── INFORMATION PROVIDED ──

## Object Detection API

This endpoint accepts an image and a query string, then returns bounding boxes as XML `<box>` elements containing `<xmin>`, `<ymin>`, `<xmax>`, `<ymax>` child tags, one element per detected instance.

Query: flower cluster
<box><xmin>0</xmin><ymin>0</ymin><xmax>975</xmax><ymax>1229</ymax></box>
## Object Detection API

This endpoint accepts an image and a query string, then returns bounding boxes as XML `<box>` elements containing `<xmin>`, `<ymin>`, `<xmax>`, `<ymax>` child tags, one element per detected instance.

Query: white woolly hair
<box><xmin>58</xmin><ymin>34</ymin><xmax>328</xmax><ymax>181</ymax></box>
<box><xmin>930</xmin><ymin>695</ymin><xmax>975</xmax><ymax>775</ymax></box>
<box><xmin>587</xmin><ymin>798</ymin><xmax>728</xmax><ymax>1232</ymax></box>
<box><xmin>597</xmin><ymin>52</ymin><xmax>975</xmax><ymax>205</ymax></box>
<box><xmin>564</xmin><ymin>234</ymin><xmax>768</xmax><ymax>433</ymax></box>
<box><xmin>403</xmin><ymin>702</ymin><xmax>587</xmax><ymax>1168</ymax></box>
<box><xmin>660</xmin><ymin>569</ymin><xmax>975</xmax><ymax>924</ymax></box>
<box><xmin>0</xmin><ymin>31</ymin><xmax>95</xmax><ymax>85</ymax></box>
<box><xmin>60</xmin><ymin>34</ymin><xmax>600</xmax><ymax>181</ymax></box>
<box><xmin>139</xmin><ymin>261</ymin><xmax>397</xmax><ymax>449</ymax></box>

───

WHAT IS BEING ASKED
Can you present every line of the records above as a Markdown table with the columns Row and Line, numbering each row and omitting blank lines?

SOLUTION FOR THIS TASK
| Row | Line |
|---|---|
| 1 | ## Object Detection API |
| 2 | This endpoint accepts an image and a query string, then returns bounding boxes as XML `<box>` elements containing `<xmin>`, `<ymin>`, `<xmax>`, `<ymax>` child tags, one element per detected instance. |
| 3 | Query: flower cluster |
| 4 | <box><xmin>0</xmin><ymin>0</ymin><xmax>975</xmax><ymax>1229</ymax></box> |
| 5 | ## Object Detection API |
| 6 | This endpoint accepts an image and a query string, then returns bounding boxes as XML `<box>` elements containing `<xmin>`, `<ymin>`, `<xmax>`, `<ymax>` child tags, one element per detected instance. |
| 7 | Query: white woolly hair |
| 8 | <box><xmin>58</xmin><ymin>34</ymin><xmax>328</xmax><ymax>181</ymax></box> |
| 9 | <box><xmin>930</xmin><ymin>695</ymin><xmax>975</xmax><ymax>775</ymax></box> |
| 10 | <box><xmin>587</xmin><ymin>798</ymin><xmax>728</xmax><ymax>1232</ymax></box> |
| 11 | <box><xmin>597</xmin><ymin>52</ymin><xmax>975</xmax><ymax>205</ymax></box> |
| 12 | <box><xmin>564</xmin><ymin>234</ymin><xmax>768</xmax><ymax>433</ymax></box> |
| 13 | <box><xmin>403</xmin><ymin>702</ymin><xmax>587</xmax><ymax>1168</ymax></box> |
| 14 | <box><xmin>660</xmin><ymin>569</ymin><xmax>975</xmax><ymax>924</ymax></box> |
| 15 | <box><xmin>0</xmin><ymin>31</ymin><xmax>95</xmax><ymax>85</ymax></box> |
| 16 | <box><xmin>60</xmin><ymin>34</ymin><xmax>600</xmax><ymax>181</ymax></box> |
| 17 | <box><xmin>139</xmin><ymin>261</ymin><xmax>397</xmax><ymax>449</ymax></box> |